→ **PAGE EXTRACT**
----------------

My first day in the animal care industry was a tough one...
I was 15 years old and started volunteering at my local veterinary clinic. I’d learnt how to clean cages and feed some animals and felt pretty proud of myself. I was 15 minutes away from my shift ending when a tiny puppy came into the clinic. He couldn't hold his head up and couldn't stand on his legs. He was not in a good way. As the vet assessed him, I could see there was no way this puppy could recover. I watched the Vet administer the medication to euthanise the puppy, and he was gone in a few seconds.
I remember holding in my emotions and trying to be brave, but the minute I got home, I was a blubbering mess. I was so upset that this little puppy had no chance of having a good life, but at the same time, I was very aware that putting him to sleep was the best thing for him. While this wasn't the happiest introduction to the animal care industry, it was realistic. Ultimately it did not stop me from pursuing this career path.

----------------

→ **PARTS OF THE EXERCISE**
a – Answer these questions about the veterinary clinic account, one per line:
(i) How old was the narrator when starting to volunteer at the local veterinary clinic?
(ii) How many minutes remained in the narrator's shift when the puppy came into the clinic?
(iii) When did the narrator become "a blubbering mess"?
b – Reproduce the part of the veterinary clinic account between "My first day" and "a few seconds.", inclusive.

----------------

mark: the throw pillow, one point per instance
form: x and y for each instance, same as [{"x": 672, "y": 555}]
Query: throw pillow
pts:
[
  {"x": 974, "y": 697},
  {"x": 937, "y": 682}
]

----------------

→ **TASK ANSWERS**
a –
(i) 15 years old
(ii) 15 minutes
(iii) The minute the narrator got home

b –
My first day in the animal care industry was a tough one...
I was 15 years old and started volunteering at my local veterinary clinic. I’d learnt how to clean cages and feed some animals and felt pretty proud of myself. I was 15 minutes away from my shift ending when a tiny puppy came into the clinic. He couldn't hold his head up and couldn't stand on his legs. He was not in a good way. As the vet assessed him, I could see there was no way this puppy could recover. I watched the Vet administer the medication to euthanise the puppy, and he was gone in a few seconds.